• WORK INSTRUCTIONS:
1. Write out the stretch of the bivalent vaccine passage from "The only variant" through "but quickly faded.".
2. Answer these from the bivalent vaccine passage:
(a) What was the estimated vaccine effectiveness during the BQ dominant phase?
(b) What percentage of the vaccinations were delivered in the initial 90 days of the study?
(c) How many days of data does the updated Cleveland Clinic study now have?
3. Carry on the bivalent vaccine passage from its final sentence.

Effectiveness of the Coronavirus Disease 2019 (COVID-19) Bivalent Vaccine
https://www.medrxiv.org/content/10.1101/2022.12.17.22283625v4
Estimated vaccine effectiveness (VE) was 29% (95% C.I., 21%-37%), 20% (95% C.I., 6%-31%), and 4% (95% C.I., -12%-18%), during the BA.4/5, BQ, and XBB dominant phases, respectively.

This decrease is consistent with antibody studies that show even lower neutralization for the latter variants. There may also be some impact from vaccine waning since 80% of the vaccinations were delivered in the initial 90 days of the study.

The rather odd correlation between number of previous vaccine doses and increased probability of infection remains. However, the study's subjects were relatively young and there were few seriously ill among them so, even if accurate, the study says nothing about illness severity and there are numerous studies that show vaccinations continue to provide significant protection against hospitalization/death.
 
The Cleveland Clinic study (12/22) that reviewed initial bi-valent vaccine efficacy over a 90 day period has been updated several times and now has 180 days of data. The new data includes periods where multiple variants went through providing additional effectiveness data. The main result is that the bi-valent vaccine is close to useless against XBB*.

Given that being the dominant strain right now, it's not great news.

The good news is the continuing level of protection, which I'm guessing is part vaccine and part infection-gained antibodies.

It's almost reached the point where continual exposure will lead to less harm in the long term.
 
Given that being the dominant strain right now, it's not great news.

The good news is the continuing level of protection, which I'm guessing is part vaccine and part infection-gained antibodies.

Yeah. Even though the vaccine appears to do squat in terms of stopping infection, it's effective at reducing hospitalization/death.

The only variant that might have a chance at this point is one showing up in India. But it's prevalence is still low so it may be founder's effect. A lot of variants popped up but quickly faded.

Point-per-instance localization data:

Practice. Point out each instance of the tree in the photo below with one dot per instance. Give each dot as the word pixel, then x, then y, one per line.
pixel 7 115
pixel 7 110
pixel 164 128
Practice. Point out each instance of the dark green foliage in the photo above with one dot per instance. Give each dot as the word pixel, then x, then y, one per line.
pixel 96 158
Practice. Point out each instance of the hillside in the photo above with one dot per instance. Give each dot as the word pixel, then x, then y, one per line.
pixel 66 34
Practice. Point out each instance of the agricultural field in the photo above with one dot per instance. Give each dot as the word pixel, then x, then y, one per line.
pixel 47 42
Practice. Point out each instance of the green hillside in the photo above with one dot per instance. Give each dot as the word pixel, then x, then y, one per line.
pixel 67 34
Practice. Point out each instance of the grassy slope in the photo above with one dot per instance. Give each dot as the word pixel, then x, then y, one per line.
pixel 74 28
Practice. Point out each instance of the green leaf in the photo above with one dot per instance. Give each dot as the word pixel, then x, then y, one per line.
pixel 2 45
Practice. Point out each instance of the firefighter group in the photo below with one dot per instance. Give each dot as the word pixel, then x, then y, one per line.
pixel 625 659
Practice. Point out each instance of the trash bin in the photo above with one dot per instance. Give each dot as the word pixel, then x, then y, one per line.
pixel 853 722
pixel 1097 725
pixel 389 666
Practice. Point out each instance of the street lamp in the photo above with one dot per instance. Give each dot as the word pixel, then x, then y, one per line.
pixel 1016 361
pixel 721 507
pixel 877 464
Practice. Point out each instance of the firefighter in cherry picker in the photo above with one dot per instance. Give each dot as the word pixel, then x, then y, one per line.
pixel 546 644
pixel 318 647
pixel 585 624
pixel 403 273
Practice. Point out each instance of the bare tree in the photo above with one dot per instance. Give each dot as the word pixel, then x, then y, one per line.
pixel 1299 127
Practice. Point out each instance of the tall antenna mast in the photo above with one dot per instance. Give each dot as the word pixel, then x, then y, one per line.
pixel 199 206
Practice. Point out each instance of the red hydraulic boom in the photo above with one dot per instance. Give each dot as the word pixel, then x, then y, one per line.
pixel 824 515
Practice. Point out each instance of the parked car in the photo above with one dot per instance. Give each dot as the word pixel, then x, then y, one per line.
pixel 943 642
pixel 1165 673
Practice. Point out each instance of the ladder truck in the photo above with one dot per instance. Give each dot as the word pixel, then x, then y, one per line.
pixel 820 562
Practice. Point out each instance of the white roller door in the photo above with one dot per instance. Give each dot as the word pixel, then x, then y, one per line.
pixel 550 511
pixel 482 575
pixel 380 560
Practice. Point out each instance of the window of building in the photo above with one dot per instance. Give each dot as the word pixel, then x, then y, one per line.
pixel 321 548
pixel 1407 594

• OUTPUTS BY TASK:
1.
The only variant that might have a chance at this point is one showing up in India. But it's prevalence is still low so it may be founder's effect. A lot of variants popped up but quickly faded.

2.
(a) 20% (95% C.I., 6%-31%)
(b) 80%
(c) 180 days

3.
XBB, as immune escape as it is against vaccines, is less so against prior infection of Omicron variants. And while it's dominant, it is decreasing in prevalence almost everywhere with nothing else clearly in sight. So we are in for at least several good months. This might be the evolutionary endemic end.
 
Yeah. Even though the vaccine appears to do squat in terms of stopping infection, it's effective at reducing hospitalization/death.

That's really the only thing that matters - we can't put the genie back in the bottle and it's going to be with us forever, along with the other coronaviruses we're susceptible to.

As long as it circulates and isn't killing many, I think we're as good as it gets.
 
That's really the only thing that matters - we can't put the genie back in the bottle and it's going to be with us forever, along with the other coronaviruses we're susceptible to.

As long as it circulates and isn't killing many, I think we're as good as it gets.


There is no doubt that this is what The Atheist thinks, but his criteria for what is meant by many have been peculiar and shifting.

despite 20.8% fewer COVID-19 deaths during March to December 2021 than during March to December 2020, YLL due to COVID-19 increased by 7.4% as the age distribution of decedents shifted downward (that is, to relatively younger persons); the median (interquartile range) age of COVID-19–involved deaths decreased from 78 years (68 to 87 years) to 69 years (59 to 80 years). Accordingly, YLL per COVID-19 death increased by 35.7% (Figure); YLL per death did not change by more than 2.2% for any other cause.
Shifting Mortality Dynamics in the United States During the COVID-19 Pandemic as Measured by Years of Life Lost (Annals of Internal Medicine, Letter, Jan 2023)

Table. Leading Causes of U.S. Death and Associated YLL, March to December in 2020 and 2021

It would be interesting to see the corresponding numbers for 2022. My first thought when I saw this was that vaccinations might have something to do with it. The author has also considered this:
Further investigation should determine the extent to which this downward age shift in COVID-19 mortality is attributable to high early-pandemic COVID-19 death rates among older adults (for example, involving nursing homes and long-term care facilities), relatively higher vaccine coverage and adherence with nonpharmaceutical interventions among older versus younger adults later in the pandemic, age-related risk differences associated with coronavirus variant viruses, or other mechanisms.
 
There is no doubt that this is what The Atheist thinks, but his criteria for what is meant by many have been peculiar and shifting.

More nonsense, but hey, I'll just let WHO speak to it.

Fantasy: OMG, young people are dying of covid!1!! Everyone wear a mask and panic!

Reality: WHO says,
The low priority group includes healthy children and adolescents aged 6 months to 17 years. Primary and booster doses are safe and effective in children and adolescents. However, considering the low burden of disease, SAGE urges countries considering vaccination of this age group to base their decisions on contextual factors, such as the disease burden, cost effectiveness, and other health or programmatic priorities and opportunity costs.

I'm comfortable with "low burden".

As usual, I suspect your numbers are reflecting the unfortunate few younger people who have substantial comorbidities, or are immuno-compromised.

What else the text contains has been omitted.